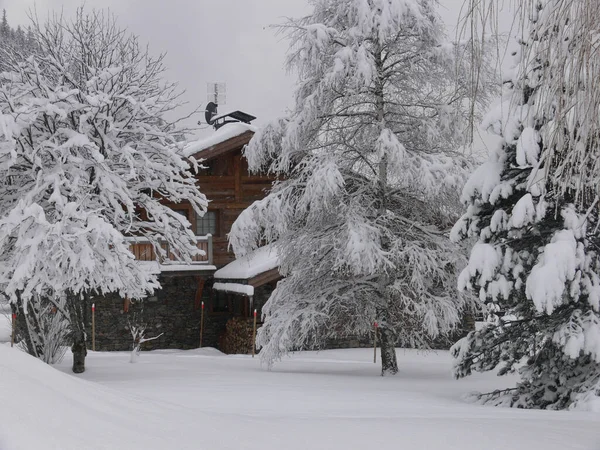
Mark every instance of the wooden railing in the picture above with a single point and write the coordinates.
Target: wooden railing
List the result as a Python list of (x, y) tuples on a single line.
[(143, 250)]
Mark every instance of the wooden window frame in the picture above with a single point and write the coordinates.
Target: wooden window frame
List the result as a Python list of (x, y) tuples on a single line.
[(217, 213)]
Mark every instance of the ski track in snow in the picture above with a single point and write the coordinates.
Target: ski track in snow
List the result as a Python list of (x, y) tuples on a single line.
[(202, 399)]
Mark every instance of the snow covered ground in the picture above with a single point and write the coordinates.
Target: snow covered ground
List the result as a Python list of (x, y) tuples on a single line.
[(201, 399)]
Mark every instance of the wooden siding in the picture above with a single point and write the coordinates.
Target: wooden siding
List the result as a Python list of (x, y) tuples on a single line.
[(229, 194), (144, 251)]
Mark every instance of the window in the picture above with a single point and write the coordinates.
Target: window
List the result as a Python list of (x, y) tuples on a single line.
[(207, 224), (221, 302)]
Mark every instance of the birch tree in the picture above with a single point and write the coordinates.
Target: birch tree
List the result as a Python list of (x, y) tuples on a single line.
[(86, 158), (370, 174)]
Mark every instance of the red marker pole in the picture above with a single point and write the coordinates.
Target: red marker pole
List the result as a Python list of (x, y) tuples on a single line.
[(375, 343), (254, 336), (201, 324), (93, 327), (14, 330)]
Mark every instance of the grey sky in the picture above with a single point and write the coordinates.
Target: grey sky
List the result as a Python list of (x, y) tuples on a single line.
[(211, 40)]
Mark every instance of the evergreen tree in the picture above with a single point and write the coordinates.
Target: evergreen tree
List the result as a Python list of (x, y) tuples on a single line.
[(87, 158), (536, 264), (370, 178)]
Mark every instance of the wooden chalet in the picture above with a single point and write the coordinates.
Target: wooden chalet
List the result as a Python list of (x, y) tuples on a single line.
[(187, 289)]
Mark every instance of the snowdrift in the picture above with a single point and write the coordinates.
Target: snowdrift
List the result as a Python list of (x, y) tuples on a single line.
[(43, 408)]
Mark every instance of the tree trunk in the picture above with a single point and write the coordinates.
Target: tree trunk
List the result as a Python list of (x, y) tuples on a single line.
[(389, 363), (79, 352), (77, 307)]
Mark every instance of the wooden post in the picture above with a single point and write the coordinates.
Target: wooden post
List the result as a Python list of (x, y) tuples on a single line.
[(254, 336), (375, 344), (14, 329), (201, 323), (93, 327)]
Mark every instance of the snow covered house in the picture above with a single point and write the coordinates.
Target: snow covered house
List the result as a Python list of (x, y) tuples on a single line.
[(230, 289)]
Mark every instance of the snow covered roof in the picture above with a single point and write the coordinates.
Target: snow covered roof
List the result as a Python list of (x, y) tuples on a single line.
[(259, 261), (243, 289), (156, 268), (223, 134)]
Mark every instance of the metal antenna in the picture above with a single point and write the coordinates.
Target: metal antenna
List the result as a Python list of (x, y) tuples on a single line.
[(216, 93)]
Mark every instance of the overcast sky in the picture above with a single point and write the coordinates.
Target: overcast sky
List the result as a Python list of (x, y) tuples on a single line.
[(212, 40)]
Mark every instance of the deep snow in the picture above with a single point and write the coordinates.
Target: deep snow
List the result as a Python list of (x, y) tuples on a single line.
[(201, 399)]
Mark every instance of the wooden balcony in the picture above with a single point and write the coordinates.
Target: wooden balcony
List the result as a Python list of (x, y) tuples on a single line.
[(143, 250)]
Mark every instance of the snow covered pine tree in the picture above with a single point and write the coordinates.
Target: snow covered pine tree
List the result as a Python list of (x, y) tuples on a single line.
[(86, 158), (369, 180), (534, 209)]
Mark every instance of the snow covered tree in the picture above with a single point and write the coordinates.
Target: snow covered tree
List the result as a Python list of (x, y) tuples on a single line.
[(370, 180), (86, 158), (5, 30), (534, 209)]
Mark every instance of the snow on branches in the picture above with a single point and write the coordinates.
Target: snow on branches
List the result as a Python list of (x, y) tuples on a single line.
[(86, 157), (370, 179), (536, 262)]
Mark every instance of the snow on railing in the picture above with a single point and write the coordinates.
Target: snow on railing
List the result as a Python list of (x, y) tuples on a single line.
[(143, 250)]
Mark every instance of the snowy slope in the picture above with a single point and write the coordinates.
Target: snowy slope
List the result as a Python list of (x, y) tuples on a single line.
[(248, 266), (331, 400)]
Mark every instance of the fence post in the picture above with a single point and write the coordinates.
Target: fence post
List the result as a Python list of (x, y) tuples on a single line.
[(14, 329), (201, 324), (93, 327), (210, 257), (254, 336), (375, 343)]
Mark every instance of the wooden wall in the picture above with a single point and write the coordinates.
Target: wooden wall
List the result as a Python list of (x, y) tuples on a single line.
[(230, 189)]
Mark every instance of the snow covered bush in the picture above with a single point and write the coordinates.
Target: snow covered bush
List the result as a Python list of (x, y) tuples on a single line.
[(534, 209), (370, 180), (87, 157), (43, 329)]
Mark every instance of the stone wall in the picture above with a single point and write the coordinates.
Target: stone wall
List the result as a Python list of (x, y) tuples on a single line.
[(171, 311)]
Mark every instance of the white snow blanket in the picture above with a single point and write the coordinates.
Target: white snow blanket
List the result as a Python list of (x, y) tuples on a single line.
[(248, 266), (201, 399), (223, 134)]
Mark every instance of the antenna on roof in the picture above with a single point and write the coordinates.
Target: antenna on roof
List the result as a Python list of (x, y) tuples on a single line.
[(217, 95)]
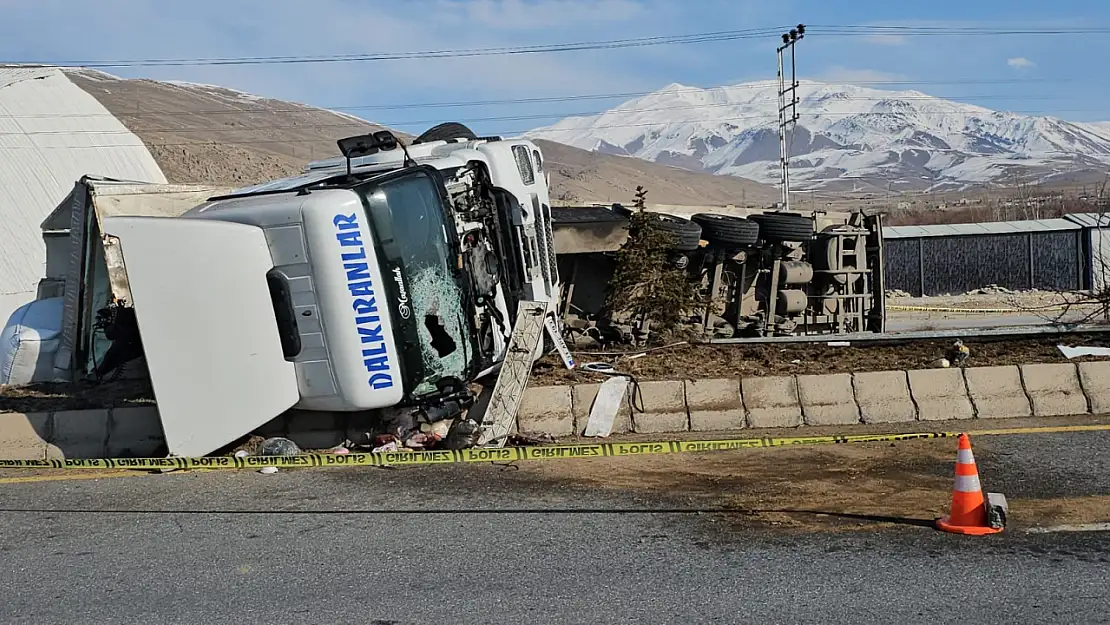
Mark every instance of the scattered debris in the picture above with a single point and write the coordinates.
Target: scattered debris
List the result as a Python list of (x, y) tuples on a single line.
[(391, 446), (279, 446), (959, 353), (440, 429), (463, 434), (605, 407), (990, 290), (1078, 352)]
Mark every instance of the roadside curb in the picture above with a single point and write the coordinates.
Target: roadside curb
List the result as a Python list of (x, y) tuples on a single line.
[(669, 406)]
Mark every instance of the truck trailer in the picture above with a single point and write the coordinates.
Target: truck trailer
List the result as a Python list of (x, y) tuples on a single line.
[(384, 281)]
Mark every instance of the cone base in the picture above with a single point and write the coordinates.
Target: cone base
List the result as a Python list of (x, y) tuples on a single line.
[(946, 525)]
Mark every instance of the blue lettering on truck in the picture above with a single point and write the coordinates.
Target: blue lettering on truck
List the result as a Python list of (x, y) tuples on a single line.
[(364, 304)]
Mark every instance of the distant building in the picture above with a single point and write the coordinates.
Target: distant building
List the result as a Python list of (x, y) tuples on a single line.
[(1055, 254)]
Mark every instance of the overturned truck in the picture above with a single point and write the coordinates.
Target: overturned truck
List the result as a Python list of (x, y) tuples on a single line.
[(764, 273), (384, 281)]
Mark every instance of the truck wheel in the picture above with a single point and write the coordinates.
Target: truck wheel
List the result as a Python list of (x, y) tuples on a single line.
[(780, 227), (444, 131), (727, 230), (686, 233)]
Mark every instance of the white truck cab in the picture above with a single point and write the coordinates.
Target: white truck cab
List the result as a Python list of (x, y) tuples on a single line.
[(387, 278)]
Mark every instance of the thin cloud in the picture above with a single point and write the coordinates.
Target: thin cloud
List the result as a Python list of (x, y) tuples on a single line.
[(850, 76), (886, 39)]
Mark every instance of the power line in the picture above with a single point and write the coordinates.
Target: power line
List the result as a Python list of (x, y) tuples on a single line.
[(829, 30), (553, 99), (503, 133), (508, 50), (941, 31), (533, 117)]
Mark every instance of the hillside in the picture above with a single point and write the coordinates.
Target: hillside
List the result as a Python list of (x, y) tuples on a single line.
[(582, 175), (214, 134), (847, 138)]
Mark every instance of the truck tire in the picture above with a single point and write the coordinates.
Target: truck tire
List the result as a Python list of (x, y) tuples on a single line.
[(780, 227), (727, 230), (445, 131), (686, 233)]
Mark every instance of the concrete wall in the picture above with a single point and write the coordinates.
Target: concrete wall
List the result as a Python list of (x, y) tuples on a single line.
[(668, 406)]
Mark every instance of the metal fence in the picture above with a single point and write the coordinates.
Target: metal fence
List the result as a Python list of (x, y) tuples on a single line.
[(937, 265)]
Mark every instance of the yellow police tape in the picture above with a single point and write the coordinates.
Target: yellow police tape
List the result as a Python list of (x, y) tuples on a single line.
[(511, 454), (972, 311)]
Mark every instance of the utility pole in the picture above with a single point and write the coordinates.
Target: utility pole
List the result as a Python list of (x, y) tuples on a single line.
[(788, 40)]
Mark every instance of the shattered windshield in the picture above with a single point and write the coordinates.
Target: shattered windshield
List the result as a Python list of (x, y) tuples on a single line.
[(427, 293)]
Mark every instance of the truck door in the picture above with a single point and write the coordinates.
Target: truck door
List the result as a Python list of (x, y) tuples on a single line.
[(208, 325)]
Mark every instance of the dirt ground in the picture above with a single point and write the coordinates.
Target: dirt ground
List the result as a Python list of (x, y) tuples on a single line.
[(683, 362), (52, 397), (836, 487), (688, 362)]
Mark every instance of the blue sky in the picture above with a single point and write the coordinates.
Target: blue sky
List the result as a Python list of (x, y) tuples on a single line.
[(1063, 76)]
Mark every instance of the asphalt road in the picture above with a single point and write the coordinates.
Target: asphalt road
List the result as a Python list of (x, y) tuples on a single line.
[(490, 544)]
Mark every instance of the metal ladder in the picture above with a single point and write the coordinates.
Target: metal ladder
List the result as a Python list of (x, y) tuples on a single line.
[(532, 318)]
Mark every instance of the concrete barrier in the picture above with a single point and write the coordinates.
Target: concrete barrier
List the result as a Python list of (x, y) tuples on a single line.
[(80, 433), (546, 410), (715, 404), (664, 407), (996, 392), (1053, 389), (23, 436), (134, 432), (1095, 377), (884, 396), (772, 402), (828, 400), (313, 430), (698, 405), (583, 399), (940, 394)]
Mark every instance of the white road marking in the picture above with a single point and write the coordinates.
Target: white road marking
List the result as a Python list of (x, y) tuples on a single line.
[(1083, 527)]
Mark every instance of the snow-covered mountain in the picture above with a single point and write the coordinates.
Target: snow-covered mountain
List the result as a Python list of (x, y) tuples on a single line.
[(846, 137)]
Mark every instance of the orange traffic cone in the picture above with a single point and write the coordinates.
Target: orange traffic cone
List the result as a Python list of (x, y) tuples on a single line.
[(968, 514)]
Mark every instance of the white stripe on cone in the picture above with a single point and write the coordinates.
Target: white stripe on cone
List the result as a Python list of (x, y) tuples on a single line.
[(967, 483)]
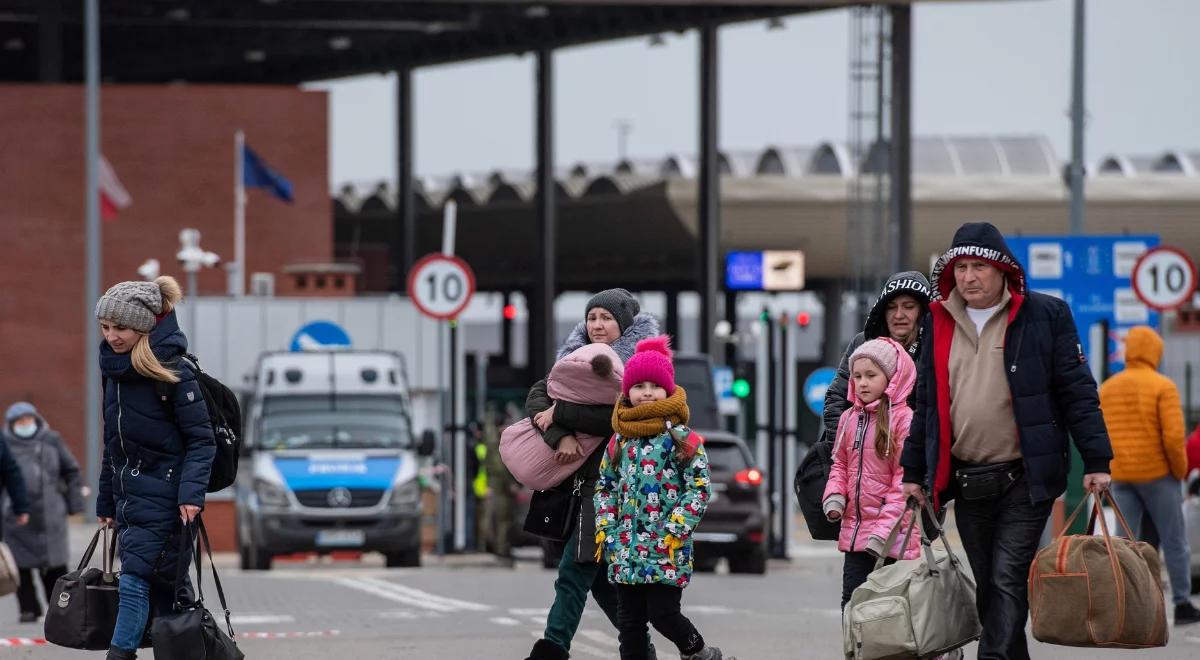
________________________
Task requirements -
Rewrite the lines from the one containing "Mark every instance of the utility" through the one containing "[(208, 325)]" as a numbered list, keeping both of those lines and omitting any blank ones.

Output of the exercise -
1. Mark every instance of the utility pole in the picture above with a single point and write the coordinates.
2. Target: utility pole
3. List the result as a Python list of (x, y) tuples on a single line.
4. [(788, 40)]
5. Mark every instance of the shattered windshield in the picture above with a single point and write the coordinates.
6. Target: shattered windshield
7. List the result as a Python list of (x, y) tuples on a single line.
8. [(427, 293)]
9. Mark every instance of the truck door in the picture above with a single point and write the coordinates.
10. Target: truck door
11. List the result as a Python list of (x, y) tuples on a single line.
12. [(208, 325)]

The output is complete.